**ACTIVITY:**
Begin at the line with "Target: forest floor" and write out every line after it, exactly, through the last line below, adding nothing.

**MATERIAL FOR THE TASK:**

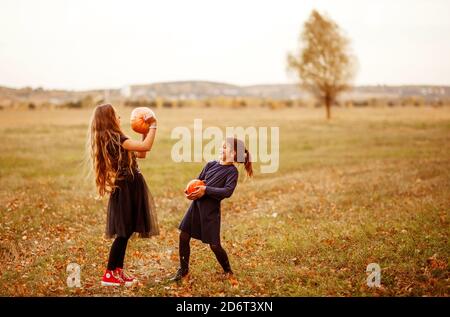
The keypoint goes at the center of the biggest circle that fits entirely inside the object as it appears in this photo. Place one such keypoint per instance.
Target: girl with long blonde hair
(130, 207)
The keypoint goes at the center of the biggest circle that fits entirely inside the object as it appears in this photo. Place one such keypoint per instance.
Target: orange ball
(137, 120)
(190, 188)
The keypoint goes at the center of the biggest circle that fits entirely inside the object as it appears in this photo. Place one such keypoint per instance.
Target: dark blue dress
(202, 219)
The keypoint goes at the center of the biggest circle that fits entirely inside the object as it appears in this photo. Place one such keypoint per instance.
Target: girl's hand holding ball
(198, 193)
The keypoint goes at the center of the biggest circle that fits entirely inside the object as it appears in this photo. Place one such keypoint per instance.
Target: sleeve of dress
(202, 174)
(220, 193)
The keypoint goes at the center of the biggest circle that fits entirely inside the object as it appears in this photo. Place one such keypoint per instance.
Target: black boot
(179, 275)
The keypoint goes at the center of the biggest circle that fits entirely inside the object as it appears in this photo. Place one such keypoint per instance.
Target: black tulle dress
(131, 208)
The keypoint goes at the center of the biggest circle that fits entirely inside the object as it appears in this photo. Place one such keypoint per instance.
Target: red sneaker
(128, 280)
(111, 278)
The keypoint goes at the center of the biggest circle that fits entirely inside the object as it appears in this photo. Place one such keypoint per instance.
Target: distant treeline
(231, 102)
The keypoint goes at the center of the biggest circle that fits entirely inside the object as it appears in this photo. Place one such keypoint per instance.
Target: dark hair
(241, 154)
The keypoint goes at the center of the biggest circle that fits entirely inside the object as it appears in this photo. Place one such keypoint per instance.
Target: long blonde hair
(103, 136)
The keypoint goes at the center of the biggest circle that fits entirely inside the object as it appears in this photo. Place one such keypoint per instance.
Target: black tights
(185, 252)
(117, 253)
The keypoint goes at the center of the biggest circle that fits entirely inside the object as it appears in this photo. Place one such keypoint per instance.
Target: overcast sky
(86, 44)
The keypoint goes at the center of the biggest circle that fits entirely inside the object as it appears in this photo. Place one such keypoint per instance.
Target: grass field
(372, 185)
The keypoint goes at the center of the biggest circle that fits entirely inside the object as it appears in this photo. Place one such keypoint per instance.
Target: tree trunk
(328, 107)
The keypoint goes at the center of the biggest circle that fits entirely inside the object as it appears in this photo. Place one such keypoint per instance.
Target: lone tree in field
(324, 64)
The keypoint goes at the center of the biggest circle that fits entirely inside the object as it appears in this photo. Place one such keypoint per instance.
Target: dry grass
(370, 186)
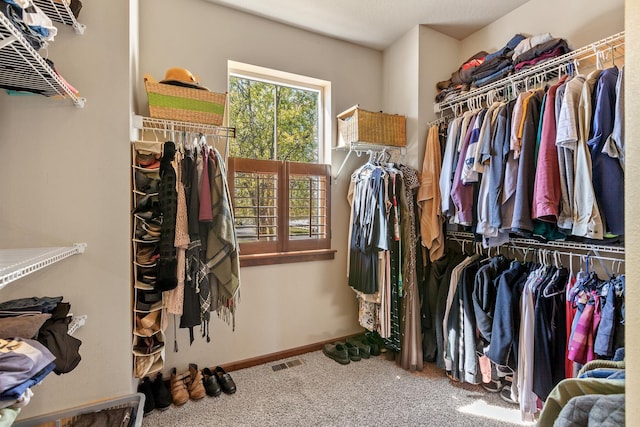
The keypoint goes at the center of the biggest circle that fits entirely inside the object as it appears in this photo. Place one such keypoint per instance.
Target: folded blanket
(592, 409)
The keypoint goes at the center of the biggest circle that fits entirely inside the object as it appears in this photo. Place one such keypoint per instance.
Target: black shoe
(210, 382)
(505, 394)
(161, 393)
(337, 352)
(493, 386)
(374, 347)
(365, 349)
(146, 388)
(225, 380)
(354, 352)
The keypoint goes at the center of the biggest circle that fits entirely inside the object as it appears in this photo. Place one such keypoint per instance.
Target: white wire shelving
(359, 148)
(612, 46)
(22, 68)
(18, 263)
(60, 11)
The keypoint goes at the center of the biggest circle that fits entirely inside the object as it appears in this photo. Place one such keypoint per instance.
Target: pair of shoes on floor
(156, 394)
(505, 391)
(217, 381)
(339, 352)
(366, 347)
(186, 385)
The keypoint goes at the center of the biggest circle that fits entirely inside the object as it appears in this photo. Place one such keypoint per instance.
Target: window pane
(252, 107)
(297, 125)
(307, 207)
(273, 121)
(256, 206)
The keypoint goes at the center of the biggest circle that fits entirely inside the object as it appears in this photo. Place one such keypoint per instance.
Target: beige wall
(579, 22)
(401, 84)
(65, 179)
(66, 170)
(632, 209)
(288, 305)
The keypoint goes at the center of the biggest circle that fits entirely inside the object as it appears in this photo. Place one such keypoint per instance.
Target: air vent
(289, 364)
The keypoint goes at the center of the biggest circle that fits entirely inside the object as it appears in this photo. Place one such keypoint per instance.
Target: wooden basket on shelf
(185, 104)
(358, 125)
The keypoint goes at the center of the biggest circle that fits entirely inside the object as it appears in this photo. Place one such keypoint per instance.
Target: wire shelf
(60, 11)
(548, 70)
(586, 247)
(18, 263)
(163, 125)
(22, 67)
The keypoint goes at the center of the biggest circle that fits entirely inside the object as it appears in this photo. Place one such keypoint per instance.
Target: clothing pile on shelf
(383, 255)
(34, 341)
(518, 328)
(548, 164)
(483, 68)
(31, 21)
(186, 251)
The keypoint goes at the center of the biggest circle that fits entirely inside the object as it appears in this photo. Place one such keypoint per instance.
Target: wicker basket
(358, 125)
(183, 103)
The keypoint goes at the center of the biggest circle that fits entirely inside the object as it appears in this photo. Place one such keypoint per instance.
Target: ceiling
(378, 23)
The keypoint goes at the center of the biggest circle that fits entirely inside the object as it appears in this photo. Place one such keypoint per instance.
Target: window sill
(286, 257)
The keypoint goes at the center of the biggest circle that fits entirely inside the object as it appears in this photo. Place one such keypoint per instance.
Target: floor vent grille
(289, 364)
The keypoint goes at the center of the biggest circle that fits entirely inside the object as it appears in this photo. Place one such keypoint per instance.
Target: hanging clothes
(429, 200)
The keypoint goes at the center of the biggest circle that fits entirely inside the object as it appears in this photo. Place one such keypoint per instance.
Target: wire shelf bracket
(18, 263)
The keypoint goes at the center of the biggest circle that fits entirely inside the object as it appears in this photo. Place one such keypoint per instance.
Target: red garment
(570, 314)
(472, 63)
(581, 345)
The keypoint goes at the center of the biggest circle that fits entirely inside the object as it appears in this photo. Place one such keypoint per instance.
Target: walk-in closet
(471, 272)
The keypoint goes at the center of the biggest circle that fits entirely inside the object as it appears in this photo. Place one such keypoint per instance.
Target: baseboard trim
(259, 360)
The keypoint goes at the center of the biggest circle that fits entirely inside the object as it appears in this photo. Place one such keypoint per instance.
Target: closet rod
(547, 66)
(438, 121)
(153, 124)
(358, 148)
(525, 243)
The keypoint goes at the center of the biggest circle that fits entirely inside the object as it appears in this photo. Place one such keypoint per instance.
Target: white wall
(65, 179)
(289, 305)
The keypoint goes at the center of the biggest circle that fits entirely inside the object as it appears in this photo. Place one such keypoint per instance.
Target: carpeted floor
(321, 392)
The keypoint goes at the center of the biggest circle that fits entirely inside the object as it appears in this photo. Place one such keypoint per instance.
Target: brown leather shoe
(179, 393)
(196, 388)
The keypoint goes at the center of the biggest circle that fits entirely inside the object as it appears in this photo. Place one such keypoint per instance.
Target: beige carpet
(321, 392)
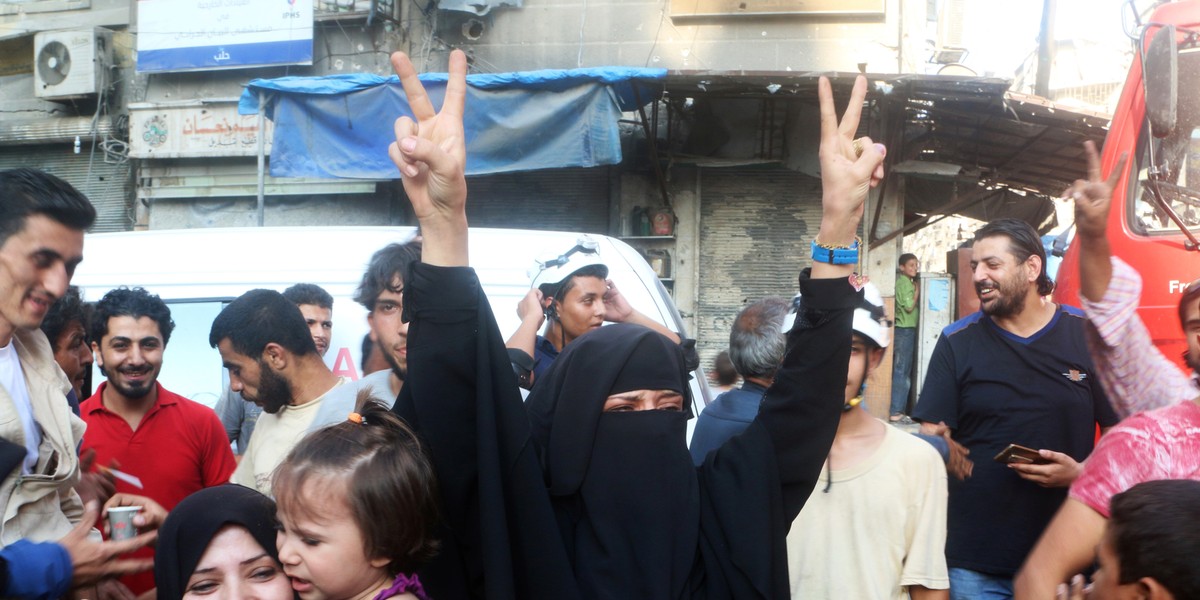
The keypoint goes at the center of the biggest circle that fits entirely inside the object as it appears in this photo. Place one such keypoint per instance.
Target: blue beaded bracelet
(834, 256)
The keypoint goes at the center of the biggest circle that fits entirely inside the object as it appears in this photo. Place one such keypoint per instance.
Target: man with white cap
(881, 502)
(571, 294)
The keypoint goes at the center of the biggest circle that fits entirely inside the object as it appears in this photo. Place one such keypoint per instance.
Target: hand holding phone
(1020, 455)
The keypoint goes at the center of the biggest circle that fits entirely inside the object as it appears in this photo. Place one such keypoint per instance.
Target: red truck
(1155, 222)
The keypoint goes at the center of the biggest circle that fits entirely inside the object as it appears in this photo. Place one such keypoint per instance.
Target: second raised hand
(431, 154)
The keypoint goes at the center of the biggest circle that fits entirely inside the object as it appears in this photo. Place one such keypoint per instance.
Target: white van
(197, 271)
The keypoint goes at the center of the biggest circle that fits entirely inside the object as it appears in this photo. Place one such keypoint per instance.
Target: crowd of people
(556, 463)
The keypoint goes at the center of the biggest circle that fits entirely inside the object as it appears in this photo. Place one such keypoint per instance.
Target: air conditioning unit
(71, 64)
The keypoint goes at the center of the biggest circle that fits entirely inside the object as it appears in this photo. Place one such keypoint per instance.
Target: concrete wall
(568, 34)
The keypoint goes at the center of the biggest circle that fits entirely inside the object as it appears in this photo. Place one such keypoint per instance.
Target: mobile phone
(1021, 455)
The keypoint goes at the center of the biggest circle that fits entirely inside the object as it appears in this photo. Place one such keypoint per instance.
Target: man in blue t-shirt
(1017, 372)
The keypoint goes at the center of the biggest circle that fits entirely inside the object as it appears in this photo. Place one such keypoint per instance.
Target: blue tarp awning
(340, 126)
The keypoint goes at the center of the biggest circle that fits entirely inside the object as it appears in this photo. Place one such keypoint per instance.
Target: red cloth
(179, 448)
(1146, 447)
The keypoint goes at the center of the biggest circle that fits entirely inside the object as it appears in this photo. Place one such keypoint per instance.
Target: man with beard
(1017, 372)
(274, 363)
(173, 445)
(382, 293)
(239, 414)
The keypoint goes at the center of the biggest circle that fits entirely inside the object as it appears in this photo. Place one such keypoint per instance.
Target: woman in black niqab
(637, 519)
(622, 483)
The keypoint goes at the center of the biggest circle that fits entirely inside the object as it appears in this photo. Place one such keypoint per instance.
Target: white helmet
(870, 321)
(555, 270)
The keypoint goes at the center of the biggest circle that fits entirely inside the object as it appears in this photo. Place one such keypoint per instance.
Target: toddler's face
(322, 547)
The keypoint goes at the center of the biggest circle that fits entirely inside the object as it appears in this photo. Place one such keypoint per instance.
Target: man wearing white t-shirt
(273, 361)
(42, 220)
(874, 528)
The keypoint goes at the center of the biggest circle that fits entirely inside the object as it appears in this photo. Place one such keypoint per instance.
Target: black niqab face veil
(192, 525)
(623, 484)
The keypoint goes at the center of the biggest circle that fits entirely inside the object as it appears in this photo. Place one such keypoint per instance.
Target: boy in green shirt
(905, 335)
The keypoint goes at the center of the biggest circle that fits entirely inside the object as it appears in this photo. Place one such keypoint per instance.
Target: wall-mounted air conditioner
(71, 63)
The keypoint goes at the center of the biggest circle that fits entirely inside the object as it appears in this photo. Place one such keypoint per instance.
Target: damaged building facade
(723, 145)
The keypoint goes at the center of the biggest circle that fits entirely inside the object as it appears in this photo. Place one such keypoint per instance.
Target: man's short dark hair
(133, 303)
(261, 317)
(756, 340)
(63, 312)
(1023, 243)
(27, 192)
(310, 294)
(1189, 297)
(1155, 528)
(387, 264)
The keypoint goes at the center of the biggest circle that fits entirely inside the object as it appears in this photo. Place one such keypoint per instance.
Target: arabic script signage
(189, 35)
(193, 131)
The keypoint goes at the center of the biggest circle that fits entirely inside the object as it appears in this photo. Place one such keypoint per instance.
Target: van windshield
(1177, 179)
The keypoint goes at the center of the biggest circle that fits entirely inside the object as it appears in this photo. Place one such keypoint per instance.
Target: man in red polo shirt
(174, 445)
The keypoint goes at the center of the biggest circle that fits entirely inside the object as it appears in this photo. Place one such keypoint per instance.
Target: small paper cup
(120, 522)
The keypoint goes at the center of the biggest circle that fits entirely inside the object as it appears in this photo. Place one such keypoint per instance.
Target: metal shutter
(555, 199)
(755, 231)
(107, 187)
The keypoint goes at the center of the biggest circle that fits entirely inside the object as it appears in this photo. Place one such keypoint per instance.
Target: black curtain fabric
(625, 515)
(195, 521)
(498, 535)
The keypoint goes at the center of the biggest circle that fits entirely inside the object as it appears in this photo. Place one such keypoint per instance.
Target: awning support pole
(262, 157)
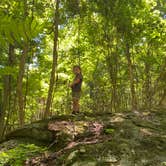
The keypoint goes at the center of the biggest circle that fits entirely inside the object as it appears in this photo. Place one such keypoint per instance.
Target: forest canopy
(120, 46)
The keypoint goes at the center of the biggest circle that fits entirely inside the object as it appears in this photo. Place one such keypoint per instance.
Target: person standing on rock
(76, 88)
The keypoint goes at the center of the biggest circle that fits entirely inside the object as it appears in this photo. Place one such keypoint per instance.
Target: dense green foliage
(19, 154)
(120, 46)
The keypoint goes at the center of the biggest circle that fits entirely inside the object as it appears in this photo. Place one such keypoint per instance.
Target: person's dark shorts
(76, 95)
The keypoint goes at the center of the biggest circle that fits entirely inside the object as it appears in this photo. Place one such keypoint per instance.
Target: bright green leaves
(19, 31)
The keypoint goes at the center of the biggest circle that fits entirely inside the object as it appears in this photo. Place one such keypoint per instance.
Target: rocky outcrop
(135, 138)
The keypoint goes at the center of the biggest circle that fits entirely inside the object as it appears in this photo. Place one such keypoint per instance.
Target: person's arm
(76, 81)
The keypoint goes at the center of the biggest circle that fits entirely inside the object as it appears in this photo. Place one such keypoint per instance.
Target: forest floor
(135, 138)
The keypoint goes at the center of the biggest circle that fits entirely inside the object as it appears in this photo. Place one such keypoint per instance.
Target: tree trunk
(54, 64)
(19, 91)
(6, 93)
(131, 78)
(147, 85)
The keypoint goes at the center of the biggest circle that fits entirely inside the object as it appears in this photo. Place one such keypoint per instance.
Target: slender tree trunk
(19, 90)
(147, 84)
(131, 78)
(54, 64)
(6, 93)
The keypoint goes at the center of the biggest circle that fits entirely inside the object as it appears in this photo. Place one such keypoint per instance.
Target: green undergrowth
(18, 155)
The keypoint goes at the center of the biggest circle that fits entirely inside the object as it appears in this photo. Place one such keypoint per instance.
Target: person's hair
(77, 66)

**ANSWER TO THIS TASK:**
Target: forest floor
(135, 138)
The keypoint goes at the center of the biggest circle that fits entirely inside the object as it appears in this photo. Place one such keypoint per instance.
Target: tree trunk
(54, 64)
(19, 91)
(6, 93)
(131, 78)
(147, 85)
The keypoint goes at the center of the biggest circle that fits entirely inside the object as it appears in this photo. Place one such keypoint per instance.
Target: slender tree trunk
(19, 90)
(147, 84)
(131, 78)
(54, 64)
(6, 93)
The keypoint goes at the center of the biggest circle that fits entirely inside the object as it appears in this photo. Place one such keypoint per instance.
Target: green undergrowth
(18, 155)
The keypoint goes at the center of the biggest circle that fits entirely inside the object as it appears in this photo. Place one such keypoint per instance.
Target: person's hair
(77, 66)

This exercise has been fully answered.